Exercise objective
Give back the line where "Query: parked car" appears and all the lines after it until the listing ends, unchanged and with nothing else.

Recorded data

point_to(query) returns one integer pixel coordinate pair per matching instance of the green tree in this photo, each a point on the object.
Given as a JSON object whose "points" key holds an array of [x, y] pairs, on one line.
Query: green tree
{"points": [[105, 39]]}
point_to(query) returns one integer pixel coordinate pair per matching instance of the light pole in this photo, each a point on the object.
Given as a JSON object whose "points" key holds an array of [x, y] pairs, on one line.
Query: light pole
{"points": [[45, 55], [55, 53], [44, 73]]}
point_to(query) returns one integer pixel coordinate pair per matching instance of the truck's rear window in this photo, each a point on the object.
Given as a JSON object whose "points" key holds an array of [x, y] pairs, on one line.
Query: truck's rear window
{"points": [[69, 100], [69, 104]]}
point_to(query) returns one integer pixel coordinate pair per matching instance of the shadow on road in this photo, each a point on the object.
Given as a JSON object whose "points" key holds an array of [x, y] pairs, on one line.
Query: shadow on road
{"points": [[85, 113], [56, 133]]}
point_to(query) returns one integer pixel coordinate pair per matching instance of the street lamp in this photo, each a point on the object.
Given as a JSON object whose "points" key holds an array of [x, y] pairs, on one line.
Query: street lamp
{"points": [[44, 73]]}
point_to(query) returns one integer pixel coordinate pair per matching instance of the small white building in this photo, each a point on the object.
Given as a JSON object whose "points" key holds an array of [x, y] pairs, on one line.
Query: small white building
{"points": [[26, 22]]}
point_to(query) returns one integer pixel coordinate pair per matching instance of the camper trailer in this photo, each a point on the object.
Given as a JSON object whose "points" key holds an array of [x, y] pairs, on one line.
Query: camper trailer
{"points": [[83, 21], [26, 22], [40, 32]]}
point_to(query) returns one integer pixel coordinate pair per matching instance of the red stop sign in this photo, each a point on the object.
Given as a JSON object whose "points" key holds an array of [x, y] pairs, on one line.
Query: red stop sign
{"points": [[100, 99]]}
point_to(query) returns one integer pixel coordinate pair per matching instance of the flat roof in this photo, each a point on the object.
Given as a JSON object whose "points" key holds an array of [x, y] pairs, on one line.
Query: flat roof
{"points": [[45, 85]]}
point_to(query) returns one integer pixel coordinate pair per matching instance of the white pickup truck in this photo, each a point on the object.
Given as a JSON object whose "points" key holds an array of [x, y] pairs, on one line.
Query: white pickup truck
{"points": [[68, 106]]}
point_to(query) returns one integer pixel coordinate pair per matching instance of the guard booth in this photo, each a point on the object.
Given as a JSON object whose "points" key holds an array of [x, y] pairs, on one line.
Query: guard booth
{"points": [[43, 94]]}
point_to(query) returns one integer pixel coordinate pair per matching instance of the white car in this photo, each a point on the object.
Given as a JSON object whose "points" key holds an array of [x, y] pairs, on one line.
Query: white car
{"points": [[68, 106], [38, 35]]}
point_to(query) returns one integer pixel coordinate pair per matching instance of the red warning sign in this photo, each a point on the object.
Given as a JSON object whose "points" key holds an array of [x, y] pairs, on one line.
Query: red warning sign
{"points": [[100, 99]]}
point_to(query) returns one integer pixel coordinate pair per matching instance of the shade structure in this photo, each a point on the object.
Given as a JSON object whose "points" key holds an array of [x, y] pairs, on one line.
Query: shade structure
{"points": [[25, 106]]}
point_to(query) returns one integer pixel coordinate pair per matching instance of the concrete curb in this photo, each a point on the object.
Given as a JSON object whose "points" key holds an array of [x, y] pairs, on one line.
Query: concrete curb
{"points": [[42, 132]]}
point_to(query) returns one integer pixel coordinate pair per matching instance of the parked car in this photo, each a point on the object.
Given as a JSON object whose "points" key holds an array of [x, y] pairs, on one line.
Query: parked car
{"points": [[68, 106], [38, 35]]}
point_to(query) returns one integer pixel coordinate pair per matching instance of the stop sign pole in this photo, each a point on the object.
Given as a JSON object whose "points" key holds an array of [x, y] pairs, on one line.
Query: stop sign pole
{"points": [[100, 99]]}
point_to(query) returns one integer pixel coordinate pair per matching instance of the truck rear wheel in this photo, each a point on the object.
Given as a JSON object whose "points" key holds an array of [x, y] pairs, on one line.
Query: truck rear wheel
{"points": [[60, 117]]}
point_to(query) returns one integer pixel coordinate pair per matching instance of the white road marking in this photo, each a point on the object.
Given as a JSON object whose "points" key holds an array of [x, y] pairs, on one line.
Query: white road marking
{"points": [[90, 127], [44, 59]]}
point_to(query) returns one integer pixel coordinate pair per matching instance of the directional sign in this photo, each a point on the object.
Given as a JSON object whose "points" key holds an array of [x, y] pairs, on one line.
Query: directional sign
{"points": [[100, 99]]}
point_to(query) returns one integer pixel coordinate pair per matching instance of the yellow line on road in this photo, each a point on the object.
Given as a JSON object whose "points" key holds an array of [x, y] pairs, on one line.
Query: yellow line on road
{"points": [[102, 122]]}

Response
Query: parked car
{"points": [[68, 106], [38, 35]]}
point_to(query) returns one integer pixel coordinate pair per matching instance of the stop sign pole in this photo, each a point on the object.
Given as a JSON object whose "points" key holds an array of [x, y] pairs, on one line.
Query: stop sign pole
{"points": [[100, 99]]}
point_to(query) returns one integer pixel coordinate pair per matching instance of the truck rear wheel in this photo, each a point on the object.
Given as a JSON object whose "points" key holds an array of [x, y] pairs, on one line.
Query: truck rear wheel
{"points": [[60, 117]]}
point_to(query) returns one integer pixel coordinate pair per matching instance of the white road marking in this photo, each a point on the object.
Given as a JSON object whose "points" key holds an array of [x, y] pairs, on one line.
Query: white road marking
{"points": [[90, 127], [44, 59]]}
point_to(query) returns one integer pixel coordinate pair per matching instance of the directional sign in this photo, each a point on the object.
Given as a JSON object whose "points" key holds an array of [x, y] pairs, on one line.
Query: directional sign
{"points": [[100, 99]]}
point_to(query) returns one integer pixel coordinate pair per matching instance of the yellow line on road in this photo, each a point on the object.
Given as a JSON object whose "points" key holds an array of [x, y] pairs, on one line.
Query: yellow line on road
{"points": [[102, 122]]}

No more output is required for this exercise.